━━━ WYODRĘBNIONE POZYCJE
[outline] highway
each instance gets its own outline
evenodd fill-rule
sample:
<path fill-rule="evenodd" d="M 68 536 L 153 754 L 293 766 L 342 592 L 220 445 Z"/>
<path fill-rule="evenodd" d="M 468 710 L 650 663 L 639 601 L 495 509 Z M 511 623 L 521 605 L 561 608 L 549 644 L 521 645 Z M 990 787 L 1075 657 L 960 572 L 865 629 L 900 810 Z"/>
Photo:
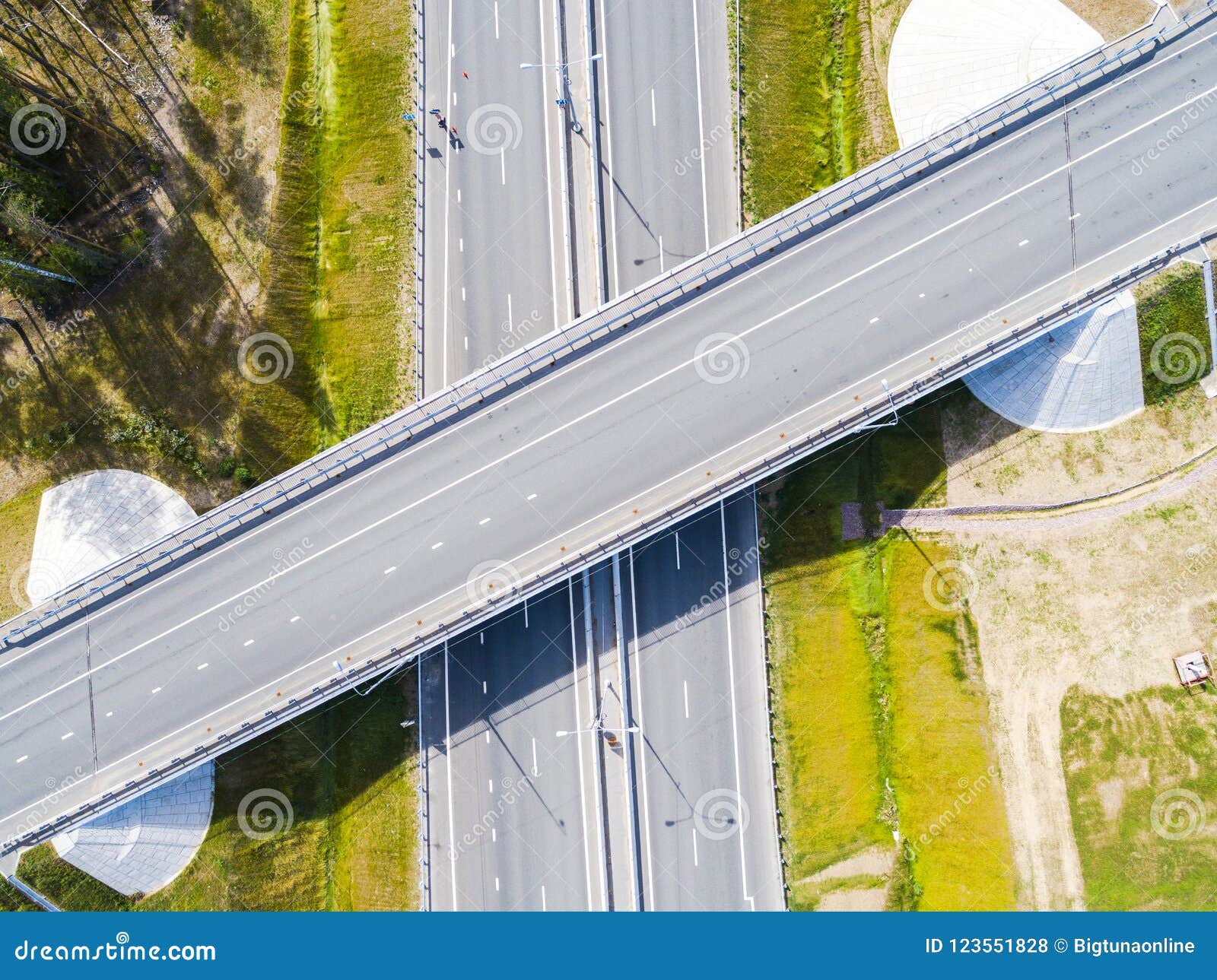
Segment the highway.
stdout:
<path fill-rule="evenodd" d="M 733 497 L 624 562 L 649 909 L 785 907 L 756 520 Z"/>
<path fill-rule="evenodd" d="M 881 398 L 884 381 L 931 378 L 960 348 L 985 350 L 1194 241 L 1217 224 L 1212 33 L 1207 21 L 1067 107 L 6 649 L 0 830 L 37 827 L 218 732 L 240 738 L 243 721 L 481 608 L 471 582 L 487 562 L 520 582 L 568 574 Z"/>
<path fill-rule="evenodd" d="M 551 0 L 428 0 L 424 394 L 572 319 Z M 466 78 L 467 75 L 467 78 Z M 452 135 L 455 128 L 456 136 Z"/>
<path fill-rule="evenodd" d="M 596 4 L 611 294 L 739 229 L 727 6 Z M 627 53 L 628 52 L 628 53 Z"/>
━━━━━━
• [CEL ZADANIA]
Przedstaw wszystkie powyższe pozycje jako dwukolumnowy plik CSV z kolumnami „polecenie” i „odpowiedź”. Każda pozycja to jeden wiersz, a jej treść i odpowiedź trafiają do osobnych pól w cudzysłowie, z podziałami wierszy zamienionymi na spacje i bez obrazów.

• [ODPOWIEDŹ NA ZADANIE]
polecenie,odpowiedź
"[outline] highway each instance gets its own outline evenodd fill-rule sample: <path fill-rule=""evenodd"" d=""M 68 536 L 153 754 L 293 766 L 342 592 L 220 445 Z""/> <path fill-rule=""evenodd"" d=""M 468 710 L 650 663 L 639 601 L 495 509 Z M 511 623 L 521 605 L 561 608 L 549 644 L 521 645 Z M 990 787 L 1075 657 L 960 572 L 865 629 L 900 810 Z""/> Photo: Segment the highway. stdout:","<path fill-rule=""evenodd"" d=""M 733 497 L 624 562 L 649 909 L 785 907 L 756 520 Z""/> <path fill-rule=""evenodd"" d=""M 881 398 L 884 381 L 931 378 L 960 348 L 985 350 L 1194 241 L 1217 224 L 1212 33 L 1207 21 L 1067 107 L 6 649 L 0 830 L 37 827 L 218 732 L 240 738 L 243 721 L 481 608 L 471 582 L 487 562 L 520 582 L 568 574 Z""/> <path fill-rule=""evenodd"" d=""M 551 0 L 428 0 L 424 394 L 572 319 Z M 466 78 L 467 75 L 467 78 Z M 452 135 L 455 128 L 456 136 Z""/> <path fill-rule=""evenodd"" d=""M 596 4 L 611 294 L 739 229 L 727 6 Z M 627 53 L 628 52 L 628 53 Z""/>"